Data for processing: Begin

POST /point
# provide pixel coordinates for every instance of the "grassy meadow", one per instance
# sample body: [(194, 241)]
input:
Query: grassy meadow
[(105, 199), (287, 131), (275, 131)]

Data for processing: End

## About this exercise
The data above is to be restated line for line, word for word.

## Exercise solution
POST /point
# provide pixel coordinates for every instance of the "grassy meadow", one per instance
# sample body: [(194, 241)]
input:
Query: grassy meadow
[(105, 199), (287, 131), (275, 131)]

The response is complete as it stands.